:: Aim ::
Shift every coordinate in the answers by adding 143, and write out again the listing starting at the line with "Prove me wrong or prove me right: there's a soldier's face" and ending at the line with "108 284 157 400", requests included. Give only those lines.

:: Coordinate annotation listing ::

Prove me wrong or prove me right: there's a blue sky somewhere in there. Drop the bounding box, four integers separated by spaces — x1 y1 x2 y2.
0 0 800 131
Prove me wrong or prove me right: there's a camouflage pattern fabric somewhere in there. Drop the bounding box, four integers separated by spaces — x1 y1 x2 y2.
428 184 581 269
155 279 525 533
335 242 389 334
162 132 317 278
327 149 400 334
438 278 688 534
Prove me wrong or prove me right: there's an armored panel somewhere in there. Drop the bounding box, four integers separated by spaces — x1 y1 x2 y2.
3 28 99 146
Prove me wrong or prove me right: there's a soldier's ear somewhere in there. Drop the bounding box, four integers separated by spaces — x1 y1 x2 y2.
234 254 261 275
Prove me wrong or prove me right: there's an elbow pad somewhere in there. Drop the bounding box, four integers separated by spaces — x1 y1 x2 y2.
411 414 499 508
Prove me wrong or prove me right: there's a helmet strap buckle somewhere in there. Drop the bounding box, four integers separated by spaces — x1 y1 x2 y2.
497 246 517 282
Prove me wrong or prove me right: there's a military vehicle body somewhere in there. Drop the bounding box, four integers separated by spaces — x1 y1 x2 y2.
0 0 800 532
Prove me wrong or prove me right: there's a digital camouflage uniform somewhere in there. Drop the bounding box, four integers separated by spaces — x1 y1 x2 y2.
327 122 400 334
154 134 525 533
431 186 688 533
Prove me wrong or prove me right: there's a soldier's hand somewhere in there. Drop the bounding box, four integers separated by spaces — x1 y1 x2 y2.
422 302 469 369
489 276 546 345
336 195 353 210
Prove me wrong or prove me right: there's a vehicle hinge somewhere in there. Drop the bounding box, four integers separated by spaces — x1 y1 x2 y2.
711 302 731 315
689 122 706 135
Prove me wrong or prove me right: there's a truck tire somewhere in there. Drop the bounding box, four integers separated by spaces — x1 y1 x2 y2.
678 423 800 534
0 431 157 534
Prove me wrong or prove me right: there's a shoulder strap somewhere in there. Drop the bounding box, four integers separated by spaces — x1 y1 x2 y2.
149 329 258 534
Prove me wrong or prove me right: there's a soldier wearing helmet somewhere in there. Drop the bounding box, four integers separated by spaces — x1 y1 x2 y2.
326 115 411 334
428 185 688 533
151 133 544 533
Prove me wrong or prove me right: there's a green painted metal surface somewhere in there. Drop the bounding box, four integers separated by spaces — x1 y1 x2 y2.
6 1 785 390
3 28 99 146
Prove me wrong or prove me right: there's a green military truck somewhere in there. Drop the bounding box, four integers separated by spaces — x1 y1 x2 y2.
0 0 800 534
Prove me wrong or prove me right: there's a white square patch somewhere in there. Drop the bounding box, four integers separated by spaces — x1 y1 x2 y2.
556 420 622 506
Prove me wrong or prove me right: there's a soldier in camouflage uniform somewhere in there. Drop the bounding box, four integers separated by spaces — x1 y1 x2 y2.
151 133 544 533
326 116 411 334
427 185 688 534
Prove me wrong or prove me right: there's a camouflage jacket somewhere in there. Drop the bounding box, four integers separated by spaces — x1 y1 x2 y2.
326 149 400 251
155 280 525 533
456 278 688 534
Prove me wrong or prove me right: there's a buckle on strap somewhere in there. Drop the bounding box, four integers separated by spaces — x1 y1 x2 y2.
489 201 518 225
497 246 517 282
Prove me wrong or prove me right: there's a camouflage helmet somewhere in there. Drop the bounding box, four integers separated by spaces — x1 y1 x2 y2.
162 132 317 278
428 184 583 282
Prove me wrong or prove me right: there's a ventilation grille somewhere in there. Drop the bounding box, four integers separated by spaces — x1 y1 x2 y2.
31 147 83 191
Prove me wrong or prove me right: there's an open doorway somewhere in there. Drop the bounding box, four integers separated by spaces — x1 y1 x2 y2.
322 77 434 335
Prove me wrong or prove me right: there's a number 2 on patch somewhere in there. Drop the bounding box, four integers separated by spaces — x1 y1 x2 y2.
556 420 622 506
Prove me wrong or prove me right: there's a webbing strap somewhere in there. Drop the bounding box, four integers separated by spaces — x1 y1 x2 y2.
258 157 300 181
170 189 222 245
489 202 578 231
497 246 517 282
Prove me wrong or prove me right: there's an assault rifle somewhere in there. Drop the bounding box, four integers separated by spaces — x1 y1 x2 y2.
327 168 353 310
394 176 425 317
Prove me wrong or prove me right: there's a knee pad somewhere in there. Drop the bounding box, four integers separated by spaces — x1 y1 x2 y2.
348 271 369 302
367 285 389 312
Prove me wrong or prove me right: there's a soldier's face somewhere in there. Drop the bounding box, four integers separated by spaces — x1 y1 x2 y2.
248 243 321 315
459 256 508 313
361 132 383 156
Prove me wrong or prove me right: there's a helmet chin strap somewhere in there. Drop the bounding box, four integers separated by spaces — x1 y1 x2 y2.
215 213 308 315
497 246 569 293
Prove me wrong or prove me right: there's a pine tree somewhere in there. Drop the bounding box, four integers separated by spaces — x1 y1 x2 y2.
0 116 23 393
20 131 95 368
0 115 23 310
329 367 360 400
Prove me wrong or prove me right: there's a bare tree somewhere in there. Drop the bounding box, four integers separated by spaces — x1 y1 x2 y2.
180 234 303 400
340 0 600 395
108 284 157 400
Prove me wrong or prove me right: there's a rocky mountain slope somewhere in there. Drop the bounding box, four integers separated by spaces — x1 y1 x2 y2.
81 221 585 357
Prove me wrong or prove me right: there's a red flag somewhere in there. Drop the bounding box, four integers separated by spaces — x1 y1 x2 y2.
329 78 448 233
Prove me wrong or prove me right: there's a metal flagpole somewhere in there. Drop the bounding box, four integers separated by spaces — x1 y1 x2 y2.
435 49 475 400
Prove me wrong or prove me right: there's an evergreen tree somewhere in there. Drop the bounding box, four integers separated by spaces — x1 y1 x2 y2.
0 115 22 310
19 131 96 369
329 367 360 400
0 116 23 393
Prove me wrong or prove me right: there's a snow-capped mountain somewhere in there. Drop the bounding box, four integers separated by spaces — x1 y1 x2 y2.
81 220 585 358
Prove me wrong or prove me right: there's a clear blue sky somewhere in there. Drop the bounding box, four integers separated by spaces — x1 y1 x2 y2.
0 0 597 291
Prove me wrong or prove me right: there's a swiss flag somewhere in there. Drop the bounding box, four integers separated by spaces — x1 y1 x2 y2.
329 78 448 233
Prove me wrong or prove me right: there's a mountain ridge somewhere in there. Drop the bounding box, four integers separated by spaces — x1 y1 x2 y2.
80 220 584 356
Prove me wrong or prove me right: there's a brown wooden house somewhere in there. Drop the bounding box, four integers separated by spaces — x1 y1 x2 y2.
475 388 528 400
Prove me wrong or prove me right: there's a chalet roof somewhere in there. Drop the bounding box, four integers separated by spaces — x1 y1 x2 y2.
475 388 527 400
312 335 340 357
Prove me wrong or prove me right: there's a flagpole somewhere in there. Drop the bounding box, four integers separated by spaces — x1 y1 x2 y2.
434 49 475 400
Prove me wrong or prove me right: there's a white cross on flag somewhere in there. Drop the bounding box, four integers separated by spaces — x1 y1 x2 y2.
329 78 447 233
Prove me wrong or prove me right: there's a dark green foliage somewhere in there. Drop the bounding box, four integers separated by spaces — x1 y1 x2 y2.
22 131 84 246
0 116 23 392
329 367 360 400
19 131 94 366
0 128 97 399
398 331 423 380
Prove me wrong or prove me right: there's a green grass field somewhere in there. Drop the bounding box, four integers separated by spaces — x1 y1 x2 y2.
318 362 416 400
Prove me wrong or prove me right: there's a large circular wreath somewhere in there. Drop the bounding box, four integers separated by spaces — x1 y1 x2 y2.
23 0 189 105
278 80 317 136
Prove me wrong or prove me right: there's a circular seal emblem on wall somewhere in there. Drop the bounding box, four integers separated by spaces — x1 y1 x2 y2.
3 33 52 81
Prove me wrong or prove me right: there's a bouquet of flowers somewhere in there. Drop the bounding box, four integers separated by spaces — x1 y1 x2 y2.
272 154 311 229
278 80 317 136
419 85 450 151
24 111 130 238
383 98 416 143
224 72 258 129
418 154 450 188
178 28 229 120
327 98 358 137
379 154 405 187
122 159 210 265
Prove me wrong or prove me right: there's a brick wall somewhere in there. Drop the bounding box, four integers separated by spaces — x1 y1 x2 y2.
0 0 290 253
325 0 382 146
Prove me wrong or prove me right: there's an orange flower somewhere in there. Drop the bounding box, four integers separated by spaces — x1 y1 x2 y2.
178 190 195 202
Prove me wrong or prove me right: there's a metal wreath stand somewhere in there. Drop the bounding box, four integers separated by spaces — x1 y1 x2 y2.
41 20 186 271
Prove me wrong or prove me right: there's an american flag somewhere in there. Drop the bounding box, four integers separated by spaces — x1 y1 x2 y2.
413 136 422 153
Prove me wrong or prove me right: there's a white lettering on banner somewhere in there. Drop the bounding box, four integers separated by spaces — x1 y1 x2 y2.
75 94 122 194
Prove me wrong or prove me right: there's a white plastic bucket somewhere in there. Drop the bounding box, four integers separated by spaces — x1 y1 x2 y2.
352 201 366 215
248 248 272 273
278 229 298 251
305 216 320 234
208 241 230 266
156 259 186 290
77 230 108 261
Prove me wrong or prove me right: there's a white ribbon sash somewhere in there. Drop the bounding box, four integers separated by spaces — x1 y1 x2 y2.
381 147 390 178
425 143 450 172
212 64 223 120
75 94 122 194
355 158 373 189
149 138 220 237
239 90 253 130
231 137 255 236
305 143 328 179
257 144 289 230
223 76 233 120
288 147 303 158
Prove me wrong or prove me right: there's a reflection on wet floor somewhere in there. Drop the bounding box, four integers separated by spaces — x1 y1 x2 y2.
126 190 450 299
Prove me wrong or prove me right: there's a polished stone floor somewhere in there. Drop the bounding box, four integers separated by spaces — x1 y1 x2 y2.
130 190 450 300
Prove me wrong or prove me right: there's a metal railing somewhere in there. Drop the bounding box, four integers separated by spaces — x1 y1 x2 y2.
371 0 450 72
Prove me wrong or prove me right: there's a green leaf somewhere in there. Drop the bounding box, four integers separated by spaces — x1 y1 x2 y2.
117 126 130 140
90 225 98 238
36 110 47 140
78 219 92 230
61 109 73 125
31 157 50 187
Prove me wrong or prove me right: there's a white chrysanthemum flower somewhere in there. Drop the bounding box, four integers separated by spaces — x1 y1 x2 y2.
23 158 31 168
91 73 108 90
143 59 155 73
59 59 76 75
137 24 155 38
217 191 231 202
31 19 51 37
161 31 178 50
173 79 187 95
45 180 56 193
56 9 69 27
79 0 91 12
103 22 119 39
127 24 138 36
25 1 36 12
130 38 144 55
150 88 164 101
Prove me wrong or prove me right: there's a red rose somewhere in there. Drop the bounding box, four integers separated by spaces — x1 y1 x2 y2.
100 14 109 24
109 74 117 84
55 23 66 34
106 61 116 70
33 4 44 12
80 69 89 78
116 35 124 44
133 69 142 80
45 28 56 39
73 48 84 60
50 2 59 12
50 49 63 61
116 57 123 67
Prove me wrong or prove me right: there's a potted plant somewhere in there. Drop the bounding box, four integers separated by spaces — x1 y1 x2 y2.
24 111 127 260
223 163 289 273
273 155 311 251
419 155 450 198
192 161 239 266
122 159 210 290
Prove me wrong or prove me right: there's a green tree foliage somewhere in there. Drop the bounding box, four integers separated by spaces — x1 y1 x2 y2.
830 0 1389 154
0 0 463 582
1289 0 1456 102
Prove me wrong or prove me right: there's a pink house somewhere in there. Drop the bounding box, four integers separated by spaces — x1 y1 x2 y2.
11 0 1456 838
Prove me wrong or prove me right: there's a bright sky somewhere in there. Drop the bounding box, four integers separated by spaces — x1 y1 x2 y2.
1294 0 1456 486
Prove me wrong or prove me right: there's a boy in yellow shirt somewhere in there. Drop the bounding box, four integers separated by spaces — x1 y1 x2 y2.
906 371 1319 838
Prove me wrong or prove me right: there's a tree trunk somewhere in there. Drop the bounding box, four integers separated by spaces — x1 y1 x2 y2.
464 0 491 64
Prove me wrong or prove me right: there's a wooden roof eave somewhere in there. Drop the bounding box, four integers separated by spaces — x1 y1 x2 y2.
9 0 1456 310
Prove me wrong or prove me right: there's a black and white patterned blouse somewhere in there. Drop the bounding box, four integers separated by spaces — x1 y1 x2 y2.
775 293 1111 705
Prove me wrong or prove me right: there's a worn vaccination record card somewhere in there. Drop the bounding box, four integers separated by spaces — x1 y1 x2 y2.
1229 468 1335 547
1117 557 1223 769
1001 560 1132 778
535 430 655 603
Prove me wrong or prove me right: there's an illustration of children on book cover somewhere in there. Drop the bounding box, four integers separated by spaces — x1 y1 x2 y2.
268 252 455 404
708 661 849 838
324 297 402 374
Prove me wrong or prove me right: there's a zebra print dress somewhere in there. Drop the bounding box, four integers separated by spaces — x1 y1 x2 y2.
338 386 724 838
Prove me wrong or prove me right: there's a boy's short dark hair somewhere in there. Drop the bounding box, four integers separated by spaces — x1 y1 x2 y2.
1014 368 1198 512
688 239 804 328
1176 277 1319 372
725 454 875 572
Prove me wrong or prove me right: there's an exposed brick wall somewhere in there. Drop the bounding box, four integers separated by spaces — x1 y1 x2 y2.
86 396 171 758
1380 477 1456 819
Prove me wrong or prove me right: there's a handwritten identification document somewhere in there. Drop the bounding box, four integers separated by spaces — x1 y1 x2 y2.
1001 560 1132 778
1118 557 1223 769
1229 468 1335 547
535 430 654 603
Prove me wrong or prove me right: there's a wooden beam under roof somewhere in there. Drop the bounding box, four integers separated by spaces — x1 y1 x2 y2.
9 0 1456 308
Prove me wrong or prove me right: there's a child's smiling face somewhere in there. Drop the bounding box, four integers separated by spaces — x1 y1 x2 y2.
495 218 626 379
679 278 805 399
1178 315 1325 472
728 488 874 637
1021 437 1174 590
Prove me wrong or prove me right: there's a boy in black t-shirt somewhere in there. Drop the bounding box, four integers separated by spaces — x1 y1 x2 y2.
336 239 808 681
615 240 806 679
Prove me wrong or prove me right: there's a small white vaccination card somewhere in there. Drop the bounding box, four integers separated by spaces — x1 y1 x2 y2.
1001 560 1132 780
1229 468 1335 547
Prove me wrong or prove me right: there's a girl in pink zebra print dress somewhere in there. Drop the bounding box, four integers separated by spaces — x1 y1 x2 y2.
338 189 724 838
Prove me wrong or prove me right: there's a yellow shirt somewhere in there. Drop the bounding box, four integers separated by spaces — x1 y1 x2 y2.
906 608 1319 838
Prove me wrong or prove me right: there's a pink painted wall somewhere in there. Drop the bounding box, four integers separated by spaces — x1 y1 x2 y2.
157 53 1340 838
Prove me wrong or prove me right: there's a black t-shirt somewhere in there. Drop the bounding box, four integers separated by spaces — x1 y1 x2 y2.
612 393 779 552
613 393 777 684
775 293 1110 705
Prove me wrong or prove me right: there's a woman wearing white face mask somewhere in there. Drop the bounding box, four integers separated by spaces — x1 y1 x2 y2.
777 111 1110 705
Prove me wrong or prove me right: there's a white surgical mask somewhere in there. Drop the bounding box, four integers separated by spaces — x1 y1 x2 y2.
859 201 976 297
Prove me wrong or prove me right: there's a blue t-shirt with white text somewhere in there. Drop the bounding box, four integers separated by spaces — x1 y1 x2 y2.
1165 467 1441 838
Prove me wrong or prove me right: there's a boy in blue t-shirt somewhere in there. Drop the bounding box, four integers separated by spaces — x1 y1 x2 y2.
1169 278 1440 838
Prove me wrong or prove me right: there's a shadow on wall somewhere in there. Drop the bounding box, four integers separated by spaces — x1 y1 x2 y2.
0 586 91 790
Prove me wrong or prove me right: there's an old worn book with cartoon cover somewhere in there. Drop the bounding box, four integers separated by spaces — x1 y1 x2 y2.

:: Answer in full ::
Prove me wrong or prove me right: there's a soldier's face somewhere in there. Drop the bounding box, four integers separated by spaces — x1 y1 x2 y2.
391 386 464 458
602 399 651 456
504 275 526 299
Prove me wrong or prove me right: there's a helmet chin strap somewhere in there. Drop the bounding box, four integers separated by spaces — x1 y1 x2 y2.
358 356 451 458
640 389 712 436
Prove me wrong or prove me right: there's a pine tree somewhere in there. Drop the bounding box, four integers separated by spaces — x1 y1 x2 y2.
143 259 166 536
163 274 238 511
143 258 166 453
472 510 503 543
Prove me wrong or prove me right: there's a bare tree somewhere in there. Drop the bounding box, four integers separated by spaces — x1 y1 x2 y2.
323 377 446 543
483 143 743 538
251 427 300 543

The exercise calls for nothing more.